Activity 1
List the violent crimes that the Wallace v. State case summary names in its parentheses on preserving evidence.
Activity 2
Extend the Wallace v. State case summary beyond its last line.

*** Document text ***

Thomas Wallace v. State

THOMAS CLIFFORD WALLACE v. STATE OF MARYLAND
Court of Appeals of Maryland, Getty, April 21, 2017,
Preservation of Evidence – CP 8-201 – The State is required to preserve “Scientific identification evidence” that might possibly contain DNA material that could possibly be exculpatory related to a conviction for certain violent crimes (murder, manslaughter, rape, sex offense 1/2).

Facts:
Wallace was arrested for a CDS violation while wearing a t-shirt and shorts. When Wallace was connected to a homicide, a search warrant was obtained for the property. The shorts were tested for DNA when blood was noticed on them, but the shirt was not tested.
Wallace was convicted of first-degree murder in 2000, after the DNA came back to the murder victim.
The t-shirt was destroyed in 2003, after the appellate process following the conviction had concluded.
In 2014, Wallace filed a Petition for DNA Testing under CP 8-201, claiming that there were hair fibers on the shirt that would exonerate him and that the State’s intentional destruction of the shirt was preventing him from presenting this exculpatory evidence.
The trial court held that no hearing was required because the shirt didn’t qualify as “Sceintific identification evidence” under the statute; no exculpatory or mitigating evidence was likely to be recovered from the shirt worn by the suspect at the time of arrest.
Wallace appealed, arguing that he only had to show that DNA may be recovered that may produce exculpatory evidence. The “reasonable probability” standard used by the court was too high.

Legal:
Held: The Court agreed, holding that the State must preserve evidence that “contains biological evidence from which DNA may be recovered that may produce exculpatory or mitigating evidence relevant to a claim of a convicted person of wrongful conviction or sentencing if subject to DNA testing.” Nevertheless, because Wallace wasn’t wearing the t-shirt when the murder occurred, there was no chance that it could have relevant DNA.

Preservation of “Scientific Identification Evidence” – The State is required to preserve “Scientific identification evidence” that contains DNA material and is connected to certain violent crimes (murder, manslaughter, rape, sex offense 1/2)

*** Extracted information ***

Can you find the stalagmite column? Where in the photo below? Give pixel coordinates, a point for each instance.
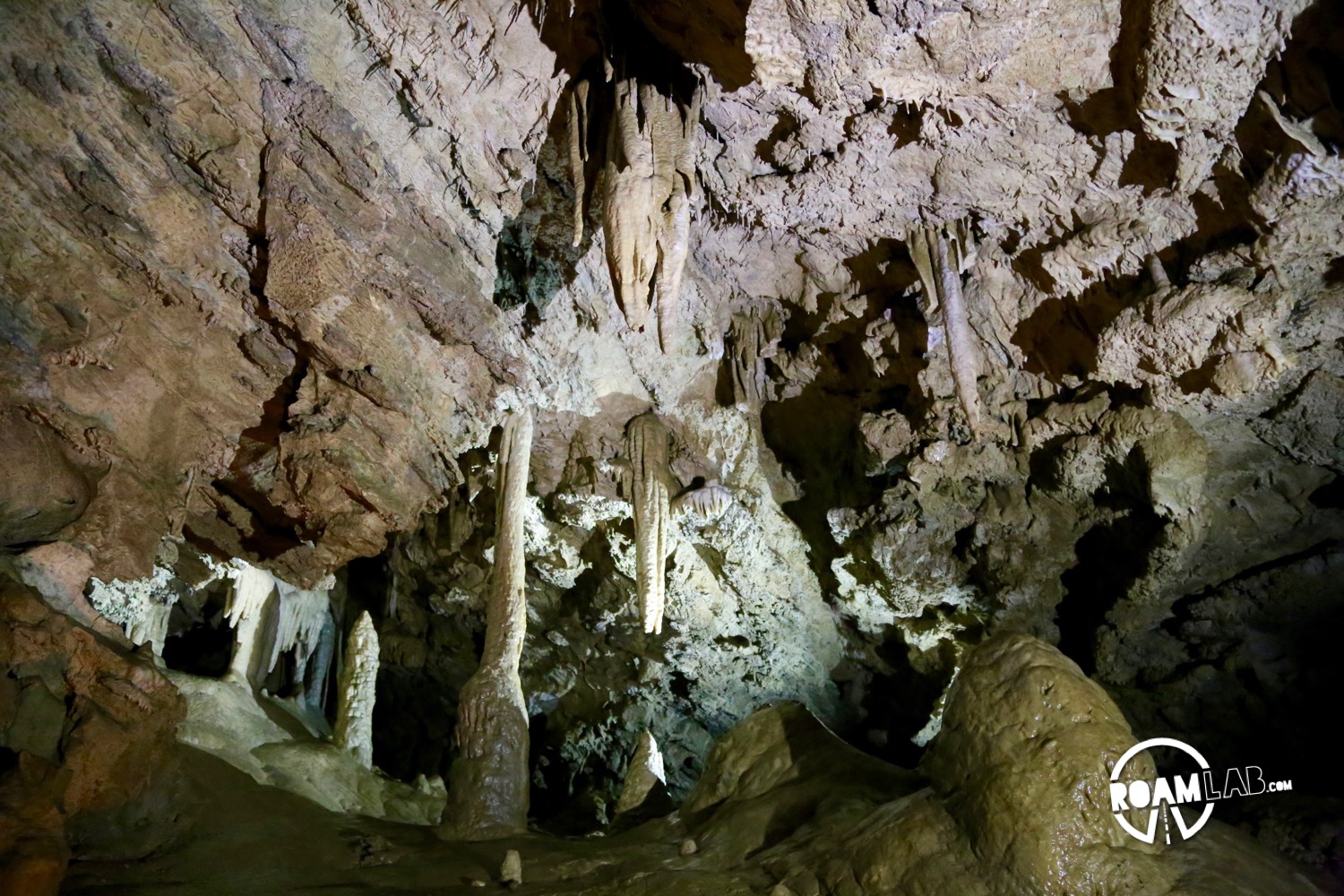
(358, 683)
(941, 263)
(647, 447)
(488, 790)
(244, 608)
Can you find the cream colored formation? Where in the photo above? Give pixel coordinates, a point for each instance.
(358, 688)
(647, 449)
(943, 254)
(489, 780)
(648, 183)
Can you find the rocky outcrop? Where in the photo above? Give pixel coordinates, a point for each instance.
(88, 731)
(1018, 799)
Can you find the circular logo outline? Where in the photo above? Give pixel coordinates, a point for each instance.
(1150, 834)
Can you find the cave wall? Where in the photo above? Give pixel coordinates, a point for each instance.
(273, 273)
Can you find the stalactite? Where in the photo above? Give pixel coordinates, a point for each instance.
(941, 258)
(151, 624)
(298, 625)
(647, 449)
(354, 729)
(642, 775)
(244, 610)
(578, 120)
(648, 190)
(314, 685)
(489, 780)
(753, 338)
(704, 504)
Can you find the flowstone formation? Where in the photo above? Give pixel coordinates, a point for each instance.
(489, 778)
(355, 715)
(976, 322)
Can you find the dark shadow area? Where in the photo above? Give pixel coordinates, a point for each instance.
(816, 435)
(203, 641)
(1061, 336)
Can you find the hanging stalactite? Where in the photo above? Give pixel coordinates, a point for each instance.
(941, 257)
(648, 190)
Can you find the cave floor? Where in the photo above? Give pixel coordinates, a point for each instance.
(234, 836)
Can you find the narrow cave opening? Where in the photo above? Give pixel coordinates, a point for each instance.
(201, 642)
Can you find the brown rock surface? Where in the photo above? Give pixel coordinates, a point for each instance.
(89, 734)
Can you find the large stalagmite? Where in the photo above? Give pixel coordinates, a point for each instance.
(647, 449)
(358, 681)
(488, 794)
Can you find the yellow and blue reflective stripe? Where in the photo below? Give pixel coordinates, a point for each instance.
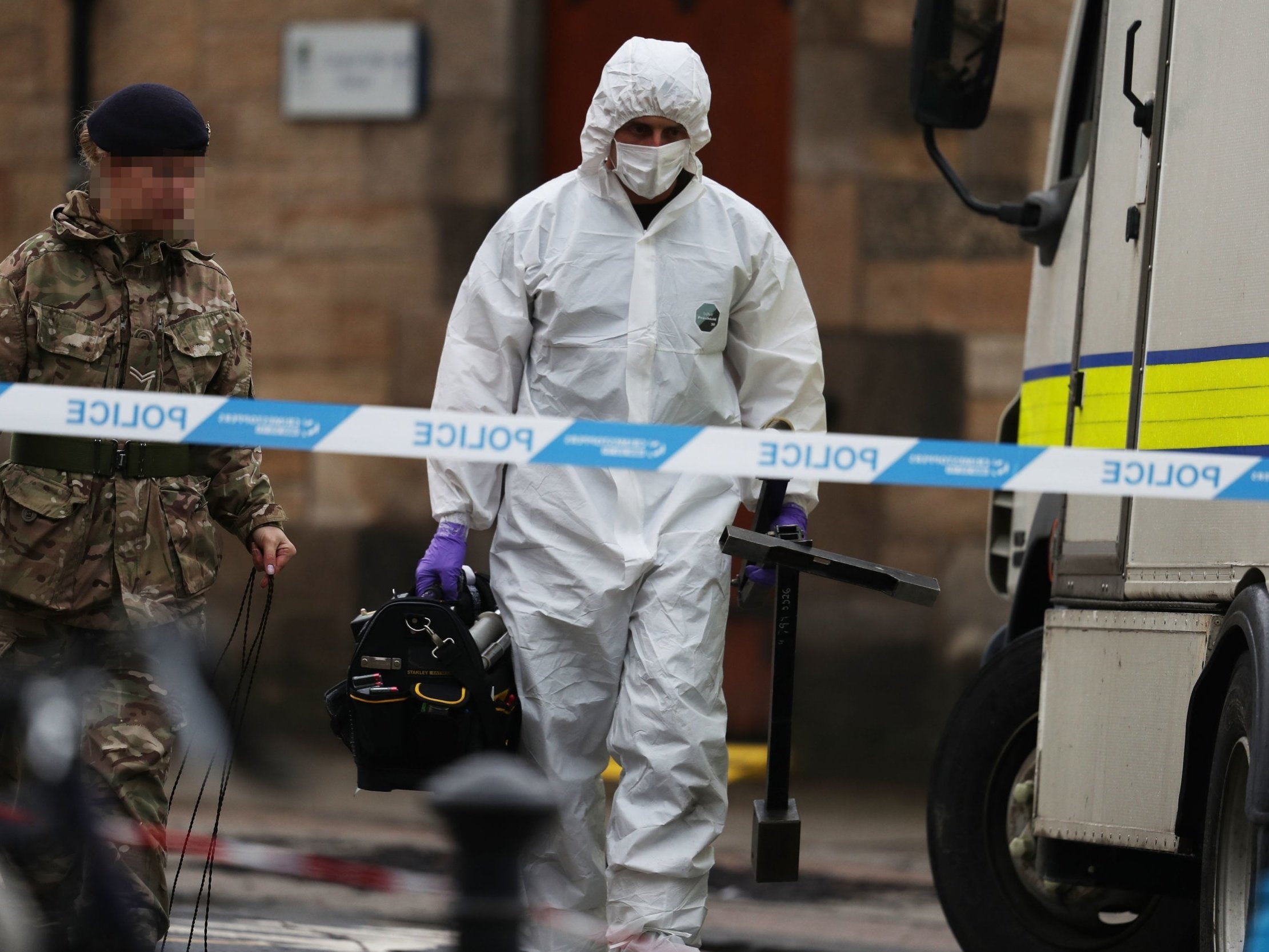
(1044, 400)
(1102, 417)
(1211, 398)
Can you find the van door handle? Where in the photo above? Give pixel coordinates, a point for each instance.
(1143, 113)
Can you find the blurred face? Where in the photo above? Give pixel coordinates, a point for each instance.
(153, 196)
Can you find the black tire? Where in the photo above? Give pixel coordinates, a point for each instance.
(989, 902)
(1229, 838)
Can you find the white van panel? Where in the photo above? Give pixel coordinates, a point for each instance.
(1207, 341)
(1115, 696)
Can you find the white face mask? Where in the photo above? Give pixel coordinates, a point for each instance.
(650, 170)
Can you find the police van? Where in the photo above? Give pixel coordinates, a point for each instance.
(1104, 781)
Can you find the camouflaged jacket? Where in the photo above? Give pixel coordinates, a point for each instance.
(74, 301)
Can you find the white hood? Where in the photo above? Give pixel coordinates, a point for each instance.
(647, 78)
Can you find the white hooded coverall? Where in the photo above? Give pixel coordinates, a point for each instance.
(612, 582)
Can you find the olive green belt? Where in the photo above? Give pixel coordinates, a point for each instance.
(102, 457)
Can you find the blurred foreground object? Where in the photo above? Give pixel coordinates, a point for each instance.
(495, 805)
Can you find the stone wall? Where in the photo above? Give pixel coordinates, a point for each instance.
(347, 242)
(922, 307)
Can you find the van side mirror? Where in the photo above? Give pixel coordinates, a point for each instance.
(956, 51)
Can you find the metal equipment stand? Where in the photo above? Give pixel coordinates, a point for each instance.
(777, 825)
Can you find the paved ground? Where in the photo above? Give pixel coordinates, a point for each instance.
(864, 886)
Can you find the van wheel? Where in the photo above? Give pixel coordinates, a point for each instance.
(1229, 835)
(981, 845)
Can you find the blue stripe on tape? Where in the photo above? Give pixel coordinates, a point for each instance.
(1199, 354)
(1120, 358)
(946, 462)
(633, 446)
(1254, 484)
(282, 425)
(1052, 370)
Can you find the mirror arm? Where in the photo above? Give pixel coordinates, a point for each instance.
(1008, 213)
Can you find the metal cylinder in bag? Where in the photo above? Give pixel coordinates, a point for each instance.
(490, 635)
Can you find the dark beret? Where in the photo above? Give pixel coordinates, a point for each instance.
(147, 118)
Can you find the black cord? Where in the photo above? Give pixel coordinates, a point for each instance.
(244, 617)
(254, 663)
(238, 716)
(245, 603)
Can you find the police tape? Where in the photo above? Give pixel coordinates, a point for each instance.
(720, 451)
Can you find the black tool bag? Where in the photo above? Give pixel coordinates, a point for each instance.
(445, 687)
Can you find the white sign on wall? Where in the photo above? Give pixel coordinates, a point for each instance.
(353, 70)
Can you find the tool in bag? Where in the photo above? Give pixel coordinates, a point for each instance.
(776, 843)
(431, 681)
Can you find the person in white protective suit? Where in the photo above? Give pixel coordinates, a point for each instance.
(612, 582)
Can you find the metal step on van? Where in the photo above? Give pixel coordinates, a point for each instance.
(1104, 781)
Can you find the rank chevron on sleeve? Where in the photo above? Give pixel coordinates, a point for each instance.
(533, 441)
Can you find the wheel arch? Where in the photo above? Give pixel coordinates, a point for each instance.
(1035, 588)
(1245, 627)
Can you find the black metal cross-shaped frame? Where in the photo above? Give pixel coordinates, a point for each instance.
(777, 825)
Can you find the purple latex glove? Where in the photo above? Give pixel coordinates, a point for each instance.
(792, 514)
(443, 561)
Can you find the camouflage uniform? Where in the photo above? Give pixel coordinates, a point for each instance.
(88, 561)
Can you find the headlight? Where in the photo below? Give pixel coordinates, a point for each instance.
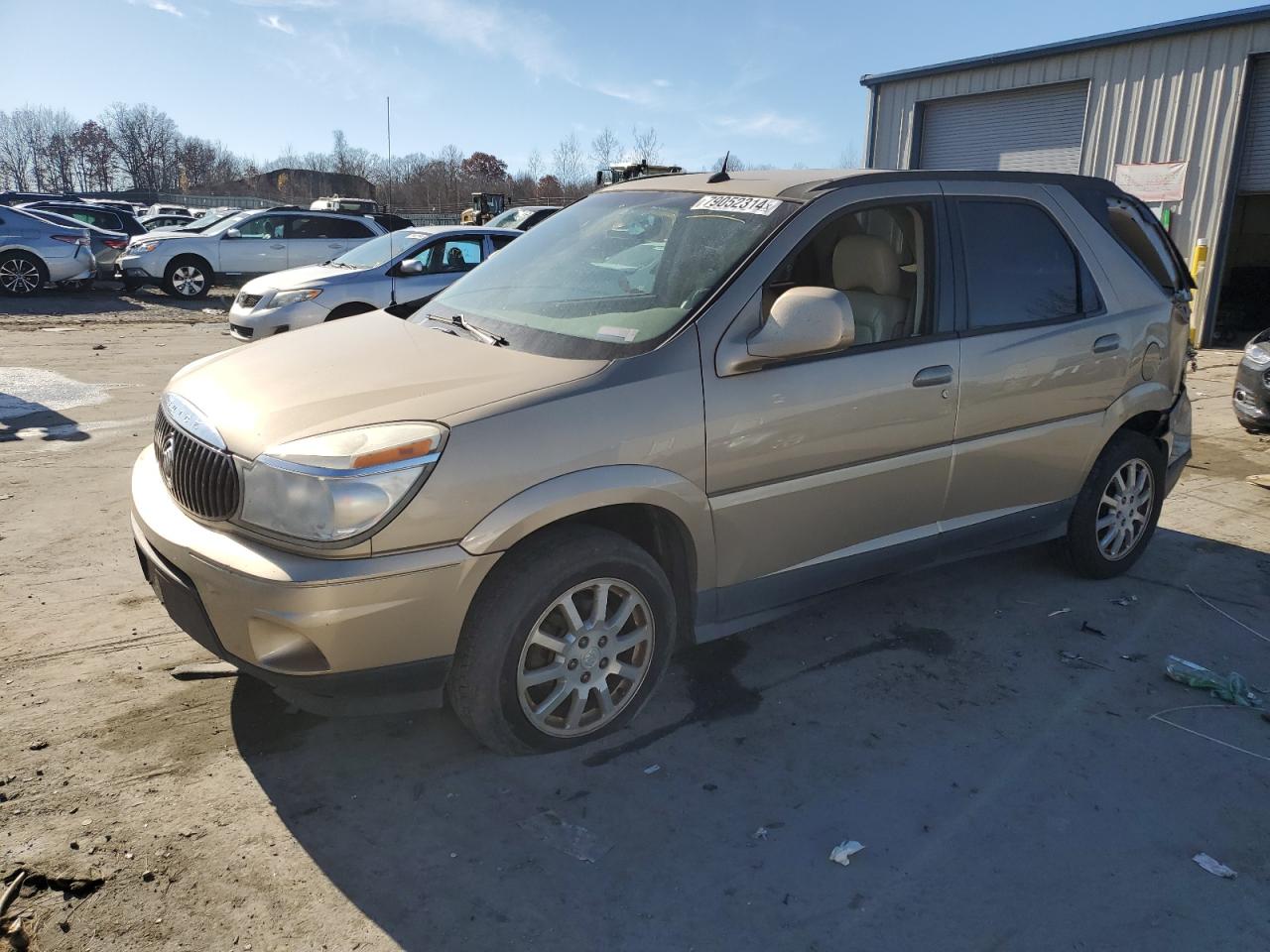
(338, 485)
(1257, 353)
(290, 298)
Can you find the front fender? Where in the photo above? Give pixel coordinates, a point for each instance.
(601, 486)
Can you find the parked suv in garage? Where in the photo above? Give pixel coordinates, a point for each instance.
(397, 268)
(677, 409)
(187, 263)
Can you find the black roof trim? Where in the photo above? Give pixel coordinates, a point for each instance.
(1074, 182)
(1233, 18)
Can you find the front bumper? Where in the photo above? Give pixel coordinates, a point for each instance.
(136, 270)
(1251, 398)
(253, 324)
(314, 627)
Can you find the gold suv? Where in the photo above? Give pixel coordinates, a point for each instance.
(676, 409)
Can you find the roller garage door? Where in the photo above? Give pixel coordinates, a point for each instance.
(1255, 163)
(1023, 130)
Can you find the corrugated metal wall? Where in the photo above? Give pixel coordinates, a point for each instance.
(1153, 100)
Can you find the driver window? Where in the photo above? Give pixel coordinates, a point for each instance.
(881, 258)
(267, 226)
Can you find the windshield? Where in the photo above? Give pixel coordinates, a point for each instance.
(612, 275)
(380, 250)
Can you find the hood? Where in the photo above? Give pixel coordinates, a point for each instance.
(308, 276)
(365, 370)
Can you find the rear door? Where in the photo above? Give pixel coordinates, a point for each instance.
(261, 246)
(313, 239)
(1042, 358)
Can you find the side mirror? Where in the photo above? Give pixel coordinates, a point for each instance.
(804, 320)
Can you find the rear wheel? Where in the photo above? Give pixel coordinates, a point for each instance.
(1116, 511)
(187, 277)
(564, 643)
(22, 275)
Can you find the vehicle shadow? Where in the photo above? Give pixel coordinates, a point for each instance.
(444, 844)
(18, 416)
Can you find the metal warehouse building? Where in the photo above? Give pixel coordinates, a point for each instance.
(1176, 113)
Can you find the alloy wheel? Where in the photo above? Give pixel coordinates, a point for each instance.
(19, 276)
(585, 657)
(189, 281)
(1124, 509)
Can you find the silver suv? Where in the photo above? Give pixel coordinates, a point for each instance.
(393, 270)
(187, 263)
(35, 253)
(676, 409)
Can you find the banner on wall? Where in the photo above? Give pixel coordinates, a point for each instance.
(1152, 181)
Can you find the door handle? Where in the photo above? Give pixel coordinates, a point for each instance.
(1106, 343)
(934, 376)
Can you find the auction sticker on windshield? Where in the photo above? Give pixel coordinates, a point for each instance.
(737, 203)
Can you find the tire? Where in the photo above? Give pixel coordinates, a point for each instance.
(347, 311)
(22, 275)
(518, 612)
(189, 278)
(1128, 517)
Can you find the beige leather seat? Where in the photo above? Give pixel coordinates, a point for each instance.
(865, 268)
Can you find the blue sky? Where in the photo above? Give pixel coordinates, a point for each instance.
(776, 82)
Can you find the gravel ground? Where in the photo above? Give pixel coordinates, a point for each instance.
(1008, 796)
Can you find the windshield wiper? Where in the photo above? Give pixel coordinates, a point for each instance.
(479, 333)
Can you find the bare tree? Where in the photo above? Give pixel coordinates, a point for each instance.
(534, 166)
(645, 145)
(567, 162)
(606, 149)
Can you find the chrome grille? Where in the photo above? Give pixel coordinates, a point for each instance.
(202, 479)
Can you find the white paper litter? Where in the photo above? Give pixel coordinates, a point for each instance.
(1209, 865)
(846, 849)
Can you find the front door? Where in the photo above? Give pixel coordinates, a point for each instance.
(314, 239)
(1040, 357)
(261, 246)
(820, 468)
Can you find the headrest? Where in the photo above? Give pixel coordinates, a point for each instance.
(865, 263)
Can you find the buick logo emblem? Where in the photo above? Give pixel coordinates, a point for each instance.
(168, 458)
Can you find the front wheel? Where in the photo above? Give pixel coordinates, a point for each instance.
(189, 278)
(564, 643)
(22, 275)
(1116, 511)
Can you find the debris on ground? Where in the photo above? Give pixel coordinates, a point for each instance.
(1209, 865)
(1232, 687)
(567, 837)
(10, 892)
(843, 852)
(1082, 658)
(761, 833)
(203, 669)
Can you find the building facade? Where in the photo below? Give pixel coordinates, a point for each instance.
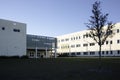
(12, 38)
(79, 44)
(41, 46)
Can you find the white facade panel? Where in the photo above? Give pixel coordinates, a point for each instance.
(12, 38)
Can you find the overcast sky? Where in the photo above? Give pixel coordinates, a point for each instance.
(55, 17)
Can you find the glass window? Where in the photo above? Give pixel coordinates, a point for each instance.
(92, 44)
(103, 52)
(106, 42)
(106, 52)
(78, 53)
(16, 30)
(85, 44)
(118, 41)
(118, 30)
(92, 53)
(3, 28)
(118, 51)
(85, 53)
(110, 42)
(78, 45)
(111, 52)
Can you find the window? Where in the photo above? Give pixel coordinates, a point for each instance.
(78, 45)
(85, 44)
(118, 30)
(62, 40)
(110, 42)
(73, 54)
(111, 52)
(92, 44)
(85, 53)
(31, 54)
(103, 52)
(3, 28)
(76, 38)
(78, 53)
(118, 41)
(106, 52)
(118, 51)
(92, 53)
(72, 46)
(16, 30)
(67, 39)
(106, 42)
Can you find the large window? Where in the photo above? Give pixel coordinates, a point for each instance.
(78, 53)
(3, 28)
(16, 30)
(118, 30)
(92, 44)
(78, 45)
(118, 41)
(85, 53)
(92, 53)
(85, 45)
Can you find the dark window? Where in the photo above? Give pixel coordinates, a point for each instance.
(118, 51)
(85, 53)
(106, 42)
(111, 52)
(92, 53)
(76, 38)
(103, 52)
(118, 30)
(78, 45)
(85, 44)
(106, 52)
(3, 28)
(78, 53)
(110, 42)
(72, 46)
(118, 41)
(92, 44)
(73, 54)
(16, 30)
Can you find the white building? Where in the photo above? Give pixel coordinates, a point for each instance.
(12, 38)
(78, 44)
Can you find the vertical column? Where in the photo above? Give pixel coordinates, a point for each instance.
(46, 52)
(36, 52)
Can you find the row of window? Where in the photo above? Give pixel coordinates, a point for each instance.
(84, 36)
(93, 53)
(86, 44)
(15, 30)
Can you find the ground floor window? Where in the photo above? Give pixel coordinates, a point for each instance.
(118, 51)
(92, 53)
(85, 53)
(78, 53)
(31, 54)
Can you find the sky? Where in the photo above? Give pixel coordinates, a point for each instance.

***

Written response 1
murder, manslaughter, rape, sex offense 1/2

Written response 2
“Scientific Identification Evidence” means evidence that:
(i) is related to an investigation or prosecution that resulted in a judgment of conviction;
(ii) is in the actual or constructive possession of a law enforcement agency or agent of a law enforcement agency; and
(iii) contains biological evidence from which DNA may be recovered that may produce exculpatory or mitigating evidence relevant to a claim of a convicted person of wrongful conviction or sentencing if subject to DNA testing.

Accordingly, we hold that the “may produce” language of CP § 8-201(a)(5)(iii) is equivalent to a “mere possibility” or “chance.” In other words, “scientific identification evidence” is evidence that “contains biological evidence from which DNA [could possibly be] recovered that [could possibly produce] exculpatory or mitigating evidence relevant to a claim of a convicted person of wrongful conviction or sentencing if subject to DNA testing.”

If there is any chance that the requested evidence could produce exculpatory or mitigating evidence (and it satisfies the other statutory requirements), then it is scientific identification evidence, which the State has a duty to preserve

Right to Counsel – There is no right to appointed counsel for a CP 8-201 petition. A court may, in its discretion, appoint counsel.